Set of tasks –
**a.** In the passage on Hurley, how many shots does Hurley count when his sled dog team is shot?
**b.** Reproduce the passage on Hurley word for word, everything from "Over the course" down to "of World War.".

Excerpt to read –
★ ★ ★ ★ ★
At such a young age Hurley has limited insight into his own personality. To what extent do you think the events in the novel unfold because of his “difficult” personality and to what extent does he learn from these events?
Over the course of events in the novel he does discover much about the world. However Hurley’s egocentric personality limits his insight for internal self- discovery. Like a real life Forest Gump figure Hurley is involved in a series of historic events which shape him as an individual but also have an impact on broader society, the history of Antarctica and Australia. The tragic conclusion of the Mawson expedition is followed by the catastrophic events of the Shackleton expedition followed by the cataclysmic events of World War.
Shooting the Dogs
Hurley discovers a toughness and resourcefulness which enables his survival and makes him a valuable contributor to both expeditions. However it is in the context of some of these events that we see he increasingly becomes a loner, such as the occasion of the shooting of his sled dog team:
“I count through the eight shots. I try to concentrate on anything else, but by the end I am completely distraught and storm off so I don’t have to face anyone. I tell myself it’s a necessity but it hurts in a way I haven’t experienced for some years, and I realise I was closer to my dogs than my expedition colleagues.” p188
World War One
Of course the most shattering event is the World War which is relayed as a horror story:
“On arrival in Punta Arenas we had been dumbfounded at the stories of zeppelins and aeroplanes dropping bombs on cities, U-boats sinking passenger ships, machine guns, poison gas and liquid flamethrowers. And we thought our lives had been in peril! Before our departure I had no idea that such things could happen, but on our return the unspeakable had become the commonplace. I struggled to grasp what had changed in our absence”. p259
The war certainly challenges Hurley’s view of religion p301. However the World War has another unexpected effect. It puts the events of both expeditions in the shade and the bravery and heroism of the expeditioners is sidelined for the time being.
★ ★ ★ ★ ★
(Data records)

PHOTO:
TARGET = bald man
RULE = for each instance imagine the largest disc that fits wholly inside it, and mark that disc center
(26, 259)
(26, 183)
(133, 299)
★ ★ ★ ★ ★
Results in order –
**a.** Eight.

**b.**
Over the course of events in the novel he does discover much about the world. However Hurley’s egocentric personality limits his insight for internal self- discovery. Like a real life Forest Gump figure Hurley is involved in a series of historic events which shape him as an individual but also have an impact on broader society, the history of Antarctica and Australia. The tragic conclusion of the Mawson expedition is followed by the catastrophic events of the Shackleton expedition followed by the cataclysmic events of World War.